Every line below must come back exactly as it stands, with the images omitted.

****

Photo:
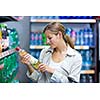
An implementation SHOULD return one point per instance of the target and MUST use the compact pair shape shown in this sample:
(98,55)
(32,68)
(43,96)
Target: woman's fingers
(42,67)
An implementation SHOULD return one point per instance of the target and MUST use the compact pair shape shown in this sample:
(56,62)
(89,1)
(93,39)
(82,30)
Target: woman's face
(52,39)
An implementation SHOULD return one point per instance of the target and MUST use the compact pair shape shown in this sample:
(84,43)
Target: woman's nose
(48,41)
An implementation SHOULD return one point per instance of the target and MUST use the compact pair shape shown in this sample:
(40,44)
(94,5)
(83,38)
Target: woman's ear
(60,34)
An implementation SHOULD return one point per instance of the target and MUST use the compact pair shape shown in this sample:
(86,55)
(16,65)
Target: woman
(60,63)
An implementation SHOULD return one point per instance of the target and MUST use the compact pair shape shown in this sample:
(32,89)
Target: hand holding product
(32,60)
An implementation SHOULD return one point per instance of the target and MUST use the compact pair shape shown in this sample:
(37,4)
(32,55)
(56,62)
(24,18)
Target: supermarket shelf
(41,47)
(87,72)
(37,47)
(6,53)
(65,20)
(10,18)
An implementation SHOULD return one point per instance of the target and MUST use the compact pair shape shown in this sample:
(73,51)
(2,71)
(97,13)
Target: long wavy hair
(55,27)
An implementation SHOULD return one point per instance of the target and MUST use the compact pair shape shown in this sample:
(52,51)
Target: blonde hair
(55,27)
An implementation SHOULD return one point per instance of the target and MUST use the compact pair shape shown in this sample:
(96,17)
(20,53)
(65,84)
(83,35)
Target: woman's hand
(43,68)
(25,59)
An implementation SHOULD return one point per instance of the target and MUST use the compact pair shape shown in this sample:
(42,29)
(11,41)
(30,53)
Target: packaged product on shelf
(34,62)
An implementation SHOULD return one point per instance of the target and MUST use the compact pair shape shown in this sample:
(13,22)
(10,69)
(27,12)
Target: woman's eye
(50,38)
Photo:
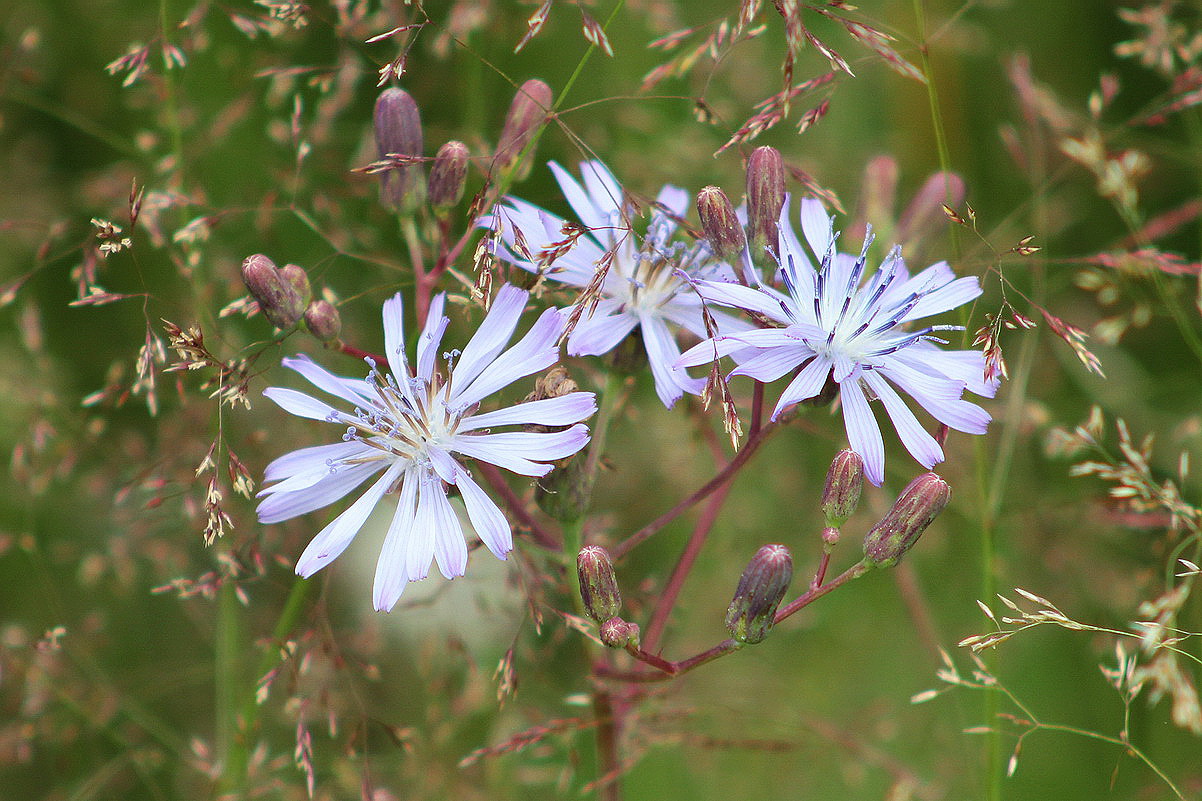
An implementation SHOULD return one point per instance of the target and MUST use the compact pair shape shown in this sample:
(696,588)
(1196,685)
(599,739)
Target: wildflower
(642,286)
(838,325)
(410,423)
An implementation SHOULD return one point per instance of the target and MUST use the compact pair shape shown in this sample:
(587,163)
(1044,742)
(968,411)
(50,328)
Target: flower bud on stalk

****

**Final answer**
Photo:
An implementation SHOULD return one point per instance of the target and MUST use the compact pair shape shown in this sample:
(98,55)
(32,68)
(43,96)
Target: woman's fingers
(42,67)
An implementation SHOULD return one point per instance of the target and MUST use the compact pair shape shown in this sample:
(56,62)
(89,1)
(93,39)
(82,30)
Target: woman's face
(52,39)
An implementation SHOULD return one point per instance of the target and MUST use the compact pair shape shown in this sample:
(84,43)
Target: woman's nose
(48,41)
An implementation SHOULD return one point per instance of the target and MUST use the compact pair shape shown in this sample:
(40,44)
(94,5)
(83,38)
Target: woman's ear
(60,34)
An implementation SHOULD return one point per instance of the target and MUST use the compact pair shape shown in this sample:
(86,55)
(16,65)
Target: woman
(60,63)
An implementation SHOULD return one point per instance of the target and MUST use the compact pair shape shown in this sample:
(32,89)
Target: hand holding product
(32,60)
An implementation SHOULD return one point per instance of the target and MUST use the compact pair shape shown in this sample:
(37,4)
(32,55)
(56,62)
(24,18)
Target: supermarket shelf
(41,47)
(87,72)
(37,47)
(6,53)
(65,20)
(10,18)
An implementation SHOULD return one point per instance of the target and MUST use the compact pair shape shown in this sample:
(73,51)
(2,71)
(97,13)
Target: long wavy hair
(55,27)
An implementation SHOULD return one point per instance of the target and MUST use the compact pair shape shown in this sample:
(52,51)
Target: blonde hair
(55,27)
An implementation SHOULD return one point per instance of the target and MUST use the compact pair shape shown in this sample:
(96,17)
(20,53)
(65,84)
(83,35)
Target: woman's hand
(43,68)
(25,59)
An implementation SHOULD return one point per instance of the target and MUST use the compact pair shape shown in this sample:
(42,29)
(11,41)
(30,53)
Target: packaged product on shelf
(34,62)
An implementation SHOULD return one point per instance of the target and MUST use the compact pair shape shown in this sample:
(13,22)
(10,69)
(27,12)
Target: woman's eye
(50,38)
Photo:
An implementation SHOULD return one point per instance of the target and MUST use the compact pair shape shown in this sample:
(696,588)
(1196,685)
(599,739)
Target: wildflower
(642,286)
(838,325)
(410,423)
An implementation SHOULD return one point per instance of the target and MUST use the compact pair shape shown in this sample:
(587,163)
(1044,742)
(968,411)
(50,328)
Target: flower bud on stalk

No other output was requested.